REQUIREMENT 1 =>
Using the reflection on healing and suffering, explain why the writer says not to bring cocaine into the house.
REQUIREMENT 2 =>
In the reflection on healing and suffering, where did the writer drive to soak up art?

PROVIDED PASSAGE =>
The meaning of life is just to be alive. It is so plain and so obvious and so simple. And yet, everybody rushes around in a great panic as if it were necessary to achieve something beyond themselves – Alan Watts

And suddenly again I’m awakened. To identify with healing is also to identify with suffering. I’d become addicted as much to my suffering and the alleviation thereof as I had any drug or sex or hobby du jour. At what point can you say, “that’s it, I’ve healed enough. “ how many times do you check in on a scab and pick at the edges before leaving it alone? If there’s a wound that will not heal, typically there is a sickness feeding it. If there was cocaine in the house, it’d soon be up my nose. So, don’t bring cocaine into the house and even better yet, stop hanging out with the supplier. Stop driving down the street they live on. Move out of town if you have to.

“If thy eye offends thee, pluck it out.” Matthew 5:29

The remainder of my trip is seen through these rose colored glasses, with understanding that everything I am doing is now because I want to, not for some purpose or position. If healing is needed, it will happen naturally. No force needed.

And so, I had a delightful visit with the most beautiful woman in the world. We ate. We cackled. We visited friends and went out in the town. We played with dogs and smoked cloves and dished ideas for creative ventures. We drove downtown into the Crossroads and soaked up art. I made note of how some places change, and others are icons.

INFORMATION SHOWN =>
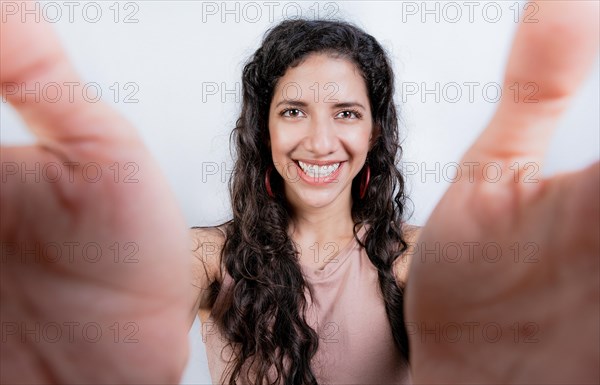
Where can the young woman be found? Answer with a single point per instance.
(289, 317)
(317, 217)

TASK OUTPUT 1 =>
The writer says that if there were cocaine in the house, it would soon be up their nose. A wound that will not heal usually has a sickness feeding it, so the source should be cut off. That means keeping the drug out, and even better, dropping the supplier, avoiding their street, or moving out of town.

TASK OUTPUT 2 =>
Downtown into the Crossroads.